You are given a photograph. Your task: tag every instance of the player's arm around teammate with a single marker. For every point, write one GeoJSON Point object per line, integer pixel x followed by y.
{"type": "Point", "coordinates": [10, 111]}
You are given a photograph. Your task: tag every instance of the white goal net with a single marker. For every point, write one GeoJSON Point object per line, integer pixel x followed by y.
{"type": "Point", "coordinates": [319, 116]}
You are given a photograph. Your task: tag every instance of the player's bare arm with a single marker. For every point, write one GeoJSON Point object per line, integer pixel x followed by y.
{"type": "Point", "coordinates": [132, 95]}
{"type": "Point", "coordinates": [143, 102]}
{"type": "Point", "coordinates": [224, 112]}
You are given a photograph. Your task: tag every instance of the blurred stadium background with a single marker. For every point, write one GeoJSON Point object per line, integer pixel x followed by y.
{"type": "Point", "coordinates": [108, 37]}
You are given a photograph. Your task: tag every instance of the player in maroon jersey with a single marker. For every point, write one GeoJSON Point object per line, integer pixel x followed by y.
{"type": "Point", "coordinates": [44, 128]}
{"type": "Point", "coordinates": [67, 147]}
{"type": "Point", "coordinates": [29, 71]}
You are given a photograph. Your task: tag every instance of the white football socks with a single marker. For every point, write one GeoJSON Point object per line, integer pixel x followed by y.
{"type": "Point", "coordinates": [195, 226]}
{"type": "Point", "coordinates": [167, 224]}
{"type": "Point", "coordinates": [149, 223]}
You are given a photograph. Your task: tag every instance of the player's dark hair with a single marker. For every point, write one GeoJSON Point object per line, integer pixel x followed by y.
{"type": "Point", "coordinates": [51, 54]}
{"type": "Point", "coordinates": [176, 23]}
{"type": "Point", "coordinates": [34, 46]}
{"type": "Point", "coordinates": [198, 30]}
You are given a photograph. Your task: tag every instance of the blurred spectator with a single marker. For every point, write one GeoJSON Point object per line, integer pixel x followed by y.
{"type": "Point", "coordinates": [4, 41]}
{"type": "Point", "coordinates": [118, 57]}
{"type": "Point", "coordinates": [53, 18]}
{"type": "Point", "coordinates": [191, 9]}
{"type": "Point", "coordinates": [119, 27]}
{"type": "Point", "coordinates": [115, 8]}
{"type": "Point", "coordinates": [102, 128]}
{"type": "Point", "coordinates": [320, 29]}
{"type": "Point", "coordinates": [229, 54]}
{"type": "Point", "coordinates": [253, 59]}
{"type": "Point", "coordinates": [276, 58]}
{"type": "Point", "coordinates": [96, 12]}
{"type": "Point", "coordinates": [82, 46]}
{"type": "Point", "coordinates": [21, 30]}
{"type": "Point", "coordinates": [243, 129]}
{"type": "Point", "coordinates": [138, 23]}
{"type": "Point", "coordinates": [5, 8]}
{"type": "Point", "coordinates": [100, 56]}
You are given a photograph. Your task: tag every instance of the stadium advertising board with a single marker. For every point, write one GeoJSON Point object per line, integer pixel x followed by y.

Exercise objective: The entries above need to be transcribed with no differences at all.

Answer area:
You are given a photograph. Your task: tag every instance of the player's arm around teammate with a single marker. For every point, write one GeoJSON Point object per line, integer pixel x followed by y.
{"type": "Point", "coordinates": [10, 111]}
You are given a photograph. Your task: tag every instance of the white goal net with a single marker. For every point, write one GeoJSON Point object per line, integer pixel x followed by y.
{"type": "Point", "coordinates": [319, 116]}
You are given a photograph. Your task: tag every instance of the player's bare arm with a single marker. For every point, write one GeoJSON Point object per line, integer pixel x followed by y.
{"type": "Point", "coordinates": [132, 95]}
{"type": "Point", "coordinates": [143, 102]}
{"type": "Point", "coordinates": [224, 112]}
You are given a photograph. Your task: tag every instance of the blurred stadium background with a single marker. For every point, write one GeoJSON Point object per line, integer pixel x followed by y.
{"type": "Point", "coordinates": [108, 37]}
You are given a photograph. Your task: tag every instance of the player in maroon jersey with a single marker. For every point, write one GeoJSON Point object per line, integer pixel x followed by y.
{"type": "Point", "coordinates": [44, 128]}
{"type": "Point", "coordinates": [67, 147]}
{"type": "Point", "coordinates": [29, 71]}
You are given a photograph. Your task: tag every instance of the white football socks with a single marker. For every point, write one GeoJSON Point object per line, integer pixel x followed by y.
{"type": "Point", "coordinates": [195, 226]}
{"type": "Point", "coordinates": [167, 224]}
{"type": "Point", "coordinates": [149, 223]}
You are given a photograph. Your task: tag every instance of the player's dark hair with a single marker. For every point, write one GeoJSON Point object per line, integer pixel x followed by y.
{"type": "Point", "coordinates": [51, 54]}
{"type": "Point", "coordinates": [176, 23]}
{"type": "Point", "coordinates": [34, 46]}
{"type": "Point", "coordinates": [198, 30]}
You are given a photograph. Your task: tag every instance of the blurred spectator with a single marker. For every point, write one GeoJSON Point object per line, integer pixel x followed by y.
{"type": "Point", "coordinates": [4, 41]}
{"type": "Point", "coordinates": [118, 57]}
{"type": "Point", "coordinates": [53, 18]}
{"type": "Point", "coordinates": [191, 9]}
{"type": "Point", "coordinates": [119, 27]}
{"type": "Point", "coordinates": [115, 8]}
{"type": "Point", "coordinates": [102, 128]}
{"type": "Point", "coordinates": [320, 29]}
{"type": "Point", "coordinates": [229, 54]}
{"type": "Point", "coordinates": [253, 59]}
{"type": "Point", "coordinates": [276, 58]}
{"type": "Point", "coordinates": [96, 12]}
{"type": "Point", "coordinates": [82, 46]}
{"type": "Point", "coordinates": [21, 30]}
{"type": "Point", "coordinates": [243, 129]}
{"type": "Point", "coordinates": [138, 23]}
{"type": "Point", "coordinates": [5, 8]}
{"type": "Point", "coordinates": [100, 56]}
You are given a photograph. Your task: tag every instance of the stadium advertising board with a single marker. For every point, write one GeoJSON Point object per line, integer pixel x followed by y.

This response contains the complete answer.